**What this task involves:**
Among the records that follow, find the line with "Output form: <point>952,27</point>" and the line with "Query: white motorhome". Set down those lines and all lines between them exactly, without adding anything.

[Saved entries]
▽

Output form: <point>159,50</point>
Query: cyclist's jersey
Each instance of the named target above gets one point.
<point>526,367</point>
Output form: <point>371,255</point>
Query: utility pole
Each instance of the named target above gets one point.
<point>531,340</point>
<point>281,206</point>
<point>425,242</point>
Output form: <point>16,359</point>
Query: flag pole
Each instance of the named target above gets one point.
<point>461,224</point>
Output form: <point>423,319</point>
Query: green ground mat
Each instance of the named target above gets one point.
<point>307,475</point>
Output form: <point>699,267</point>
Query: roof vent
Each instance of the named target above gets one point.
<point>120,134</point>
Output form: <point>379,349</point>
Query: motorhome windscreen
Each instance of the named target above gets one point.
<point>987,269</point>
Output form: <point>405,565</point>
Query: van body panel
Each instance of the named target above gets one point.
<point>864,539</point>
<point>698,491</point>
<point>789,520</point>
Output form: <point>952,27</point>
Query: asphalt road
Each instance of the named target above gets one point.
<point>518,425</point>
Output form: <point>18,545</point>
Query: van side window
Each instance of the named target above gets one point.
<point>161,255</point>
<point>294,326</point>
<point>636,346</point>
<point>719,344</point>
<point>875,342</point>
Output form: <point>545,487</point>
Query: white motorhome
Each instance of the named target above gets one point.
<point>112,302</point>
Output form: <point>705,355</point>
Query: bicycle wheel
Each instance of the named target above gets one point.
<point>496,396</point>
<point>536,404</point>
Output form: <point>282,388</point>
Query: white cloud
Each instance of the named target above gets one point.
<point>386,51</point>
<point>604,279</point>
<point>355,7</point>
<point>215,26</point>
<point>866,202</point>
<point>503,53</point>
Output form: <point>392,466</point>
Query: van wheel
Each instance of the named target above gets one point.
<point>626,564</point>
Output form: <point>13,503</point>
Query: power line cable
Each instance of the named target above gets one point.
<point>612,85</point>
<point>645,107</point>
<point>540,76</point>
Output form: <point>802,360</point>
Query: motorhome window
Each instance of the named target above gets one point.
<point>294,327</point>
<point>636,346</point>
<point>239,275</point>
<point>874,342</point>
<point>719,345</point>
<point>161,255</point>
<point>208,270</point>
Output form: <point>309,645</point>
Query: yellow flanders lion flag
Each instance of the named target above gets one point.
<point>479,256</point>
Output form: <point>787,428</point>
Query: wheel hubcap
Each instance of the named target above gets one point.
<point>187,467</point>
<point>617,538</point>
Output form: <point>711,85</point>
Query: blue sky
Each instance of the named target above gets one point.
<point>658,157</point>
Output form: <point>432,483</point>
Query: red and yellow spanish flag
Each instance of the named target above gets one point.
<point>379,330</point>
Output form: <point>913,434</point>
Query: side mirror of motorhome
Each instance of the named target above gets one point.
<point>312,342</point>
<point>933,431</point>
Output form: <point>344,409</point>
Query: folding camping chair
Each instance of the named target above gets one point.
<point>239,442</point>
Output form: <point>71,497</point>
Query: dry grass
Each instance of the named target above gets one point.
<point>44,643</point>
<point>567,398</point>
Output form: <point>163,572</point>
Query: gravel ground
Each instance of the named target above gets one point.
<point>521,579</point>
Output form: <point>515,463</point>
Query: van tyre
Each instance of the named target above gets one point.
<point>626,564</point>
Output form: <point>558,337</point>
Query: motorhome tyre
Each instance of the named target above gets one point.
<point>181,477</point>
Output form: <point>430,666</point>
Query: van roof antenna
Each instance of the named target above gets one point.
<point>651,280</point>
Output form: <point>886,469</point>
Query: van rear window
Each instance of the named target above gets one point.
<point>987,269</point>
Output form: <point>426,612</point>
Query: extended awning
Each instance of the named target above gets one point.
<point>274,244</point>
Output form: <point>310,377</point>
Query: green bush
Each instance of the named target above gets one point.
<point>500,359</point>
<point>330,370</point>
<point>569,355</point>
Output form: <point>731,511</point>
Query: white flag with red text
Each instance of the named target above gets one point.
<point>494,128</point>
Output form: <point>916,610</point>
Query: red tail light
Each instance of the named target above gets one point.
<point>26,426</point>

△

**The answer:**
Output form: <point>952,27</point>
Query: asphalt road
Each instance of the named target above gets one point.
<point>518,425</point>
Output form: <point>18,545</point>
Query: van side window
Each instance of the named target above gets one point.
<point>161,255</point>
<point>294,326</point>
<point>636,346</point>
<point>719,344</point>
<point>875,342</point>
Output form: <point>545,487</point>
Query: white motorhome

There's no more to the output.